• _Pedido 1_
Reproduza o trecho do texto sobre a incerteza política que começa em "Para um inventário" e termina em "pacifica a Europa.".

• _Excerto do texto_

Para um inventário da incerteza política
E as brisas que atravessam o Mundo e a Europa são brisas de vésperas, de vésperas de guerras. O Egipto ferve e fervilha e o Magrebe já sente a febre do Estado Islâmico. Os aviões russos desejam com ardência ser acompanhados; os navios russos ufanam-se em ser escoltados; os submarinos russos orgulham-se em não serem identificados. A China desafia o Japão e o Japão desafia a China. O Irão aguarda pacientemente um momentum libertador vindo das actuais negociações internacionais; a Coreia do Norte insiste na sua vocação provocadora. Os Estados Unidos todos os dias fazem nova prédica, nova prédica dura e moral. Mas quanto mais pregam, mais longe parecem de qualquer vontade de intervir, mais próximos aparecem da sua secular reticência. Obama, vindo do Hawai, promete o Pacífico, promessa que obviamente não pacifica a Europa.

• _Pedido 2_
Localize nos registos todas as linhas que contêm a palavra "twig" e copie-as, tendo em conta a distinção entre maiúsculas e minúsculas.

• _Itens de uma fonte de dados_
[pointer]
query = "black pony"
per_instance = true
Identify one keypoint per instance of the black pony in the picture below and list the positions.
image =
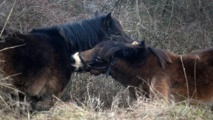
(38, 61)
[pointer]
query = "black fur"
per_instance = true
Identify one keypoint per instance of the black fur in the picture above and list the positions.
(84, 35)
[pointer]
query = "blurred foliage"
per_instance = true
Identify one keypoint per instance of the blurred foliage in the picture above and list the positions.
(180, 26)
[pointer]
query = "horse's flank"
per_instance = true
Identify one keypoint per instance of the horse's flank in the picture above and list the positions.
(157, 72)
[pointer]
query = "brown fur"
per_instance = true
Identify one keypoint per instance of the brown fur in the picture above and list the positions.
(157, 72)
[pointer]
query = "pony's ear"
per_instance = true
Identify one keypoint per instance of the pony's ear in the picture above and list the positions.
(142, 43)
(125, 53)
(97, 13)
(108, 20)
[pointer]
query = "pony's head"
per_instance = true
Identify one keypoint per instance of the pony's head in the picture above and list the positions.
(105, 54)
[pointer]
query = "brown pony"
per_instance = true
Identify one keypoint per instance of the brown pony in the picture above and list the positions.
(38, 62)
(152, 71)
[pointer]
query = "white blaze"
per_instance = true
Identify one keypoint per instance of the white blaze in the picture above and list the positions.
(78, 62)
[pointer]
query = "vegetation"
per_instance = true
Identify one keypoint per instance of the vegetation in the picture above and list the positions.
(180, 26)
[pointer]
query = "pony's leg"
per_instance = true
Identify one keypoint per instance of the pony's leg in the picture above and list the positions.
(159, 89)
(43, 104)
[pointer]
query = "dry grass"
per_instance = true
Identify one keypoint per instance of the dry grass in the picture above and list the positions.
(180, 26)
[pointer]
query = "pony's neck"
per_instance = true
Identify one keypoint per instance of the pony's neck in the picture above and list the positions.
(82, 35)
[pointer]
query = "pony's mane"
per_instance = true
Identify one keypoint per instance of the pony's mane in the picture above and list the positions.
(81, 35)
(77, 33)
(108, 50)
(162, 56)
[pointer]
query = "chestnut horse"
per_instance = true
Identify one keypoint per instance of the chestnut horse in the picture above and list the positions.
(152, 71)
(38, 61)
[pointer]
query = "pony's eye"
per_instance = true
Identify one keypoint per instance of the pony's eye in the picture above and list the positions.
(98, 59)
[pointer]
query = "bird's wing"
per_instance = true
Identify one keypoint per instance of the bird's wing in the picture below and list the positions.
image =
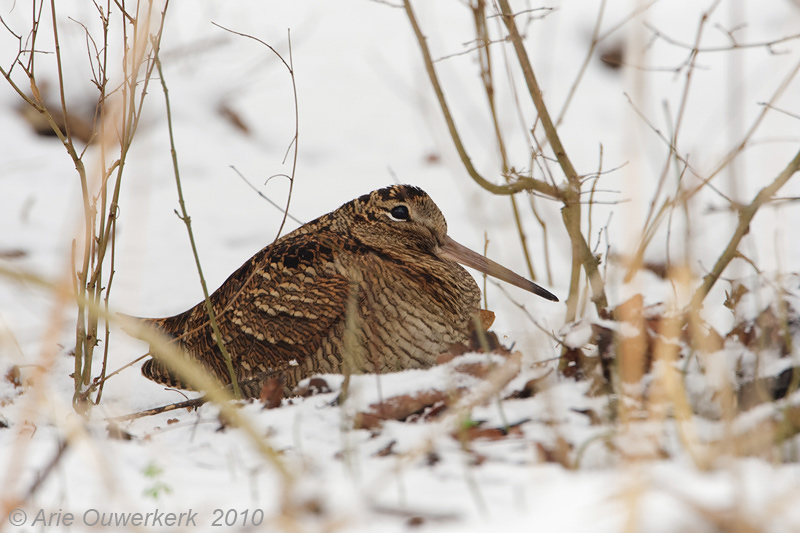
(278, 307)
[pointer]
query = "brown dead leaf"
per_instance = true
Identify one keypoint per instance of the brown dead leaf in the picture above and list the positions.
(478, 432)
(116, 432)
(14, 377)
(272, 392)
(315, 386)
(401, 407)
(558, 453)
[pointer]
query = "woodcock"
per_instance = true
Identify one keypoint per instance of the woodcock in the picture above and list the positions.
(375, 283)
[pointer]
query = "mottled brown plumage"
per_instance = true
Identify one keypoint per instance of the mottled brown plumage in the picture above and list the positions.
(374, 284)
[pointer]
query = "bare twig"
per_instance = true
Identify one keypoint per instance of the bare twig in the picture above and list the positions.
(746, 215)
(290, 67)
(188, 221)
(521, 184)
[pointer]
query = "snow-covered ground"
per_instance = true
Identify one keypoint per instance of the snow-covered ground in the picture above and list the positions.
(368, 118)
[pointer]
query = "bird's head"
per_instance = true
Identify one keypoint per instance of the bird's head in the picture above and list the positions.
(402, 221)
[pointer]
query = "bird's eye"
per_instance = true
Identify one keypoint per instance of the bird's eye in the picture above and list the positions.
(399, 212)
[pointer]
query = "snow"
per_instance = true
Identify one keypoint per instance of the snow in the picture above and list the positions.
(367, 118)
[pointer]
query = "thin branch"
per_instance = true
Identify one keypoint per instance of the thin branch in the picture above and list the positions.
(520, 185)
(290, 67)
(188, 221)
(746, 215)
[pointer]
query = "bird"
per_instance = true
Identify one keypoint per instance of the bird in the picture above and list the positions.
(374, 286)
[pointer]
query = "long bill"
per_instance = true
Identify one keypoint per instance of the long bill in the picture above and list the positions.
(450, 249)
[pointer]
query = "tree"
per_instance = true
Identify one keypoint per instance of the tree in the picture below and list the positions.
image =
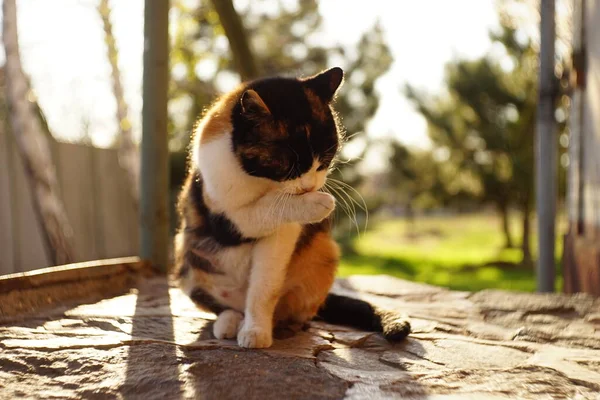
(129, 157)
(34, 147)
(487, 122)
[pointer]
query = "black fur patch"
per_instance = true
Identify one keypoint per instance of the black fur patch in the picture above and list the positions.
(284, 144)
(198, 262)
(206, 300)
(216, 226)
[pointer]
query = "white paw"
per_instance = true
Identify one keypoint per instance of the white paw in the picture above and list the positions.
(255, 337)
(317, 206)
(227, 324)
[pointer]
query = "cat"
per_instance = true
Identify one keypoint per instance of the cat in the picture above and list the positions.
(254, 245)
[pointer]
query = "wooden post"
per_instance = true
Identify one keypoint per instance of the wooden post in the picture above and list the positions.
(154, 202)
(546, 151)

• _Resposta ao exercício 1_
Para um inventário da incerteza política
E as brisas que atravessam o Mundo e a Europa são brisas de vésperas, de vésperas de guerras. O Egipto ferve e fervilha e o Magrebe já sente a febre do Estado Islâmico. Os aviões russos desejam com ardência ser acompanhados; os navios russos ufanam-se em ser escoltados; os submarinos russos orgulham-se em não serem identificados. A China desafia o Japão e o Japão desafia a China. O Irão aguarda pacientemente um momentum libertador vindo das actuais negociações internacionais; a Coreia do Norte insiste na sua vocação provocadora. Os Estados Unidos todos os dias fazem nova prédica, nova prédica dura e moral. Mas quanto mais pregam, mais longe parecem de qualquer vontade de intervir, mais próximos aparecem da sua secular reticência. Obama, vindo do Hawai, promete o Pacífico, promessa que obviamente não pacifica a Europa.

• _Resposta ao exercício 2_
query = "bare twig"
Identify one keypoint per instance of the bare twig in the picture above and list the positions.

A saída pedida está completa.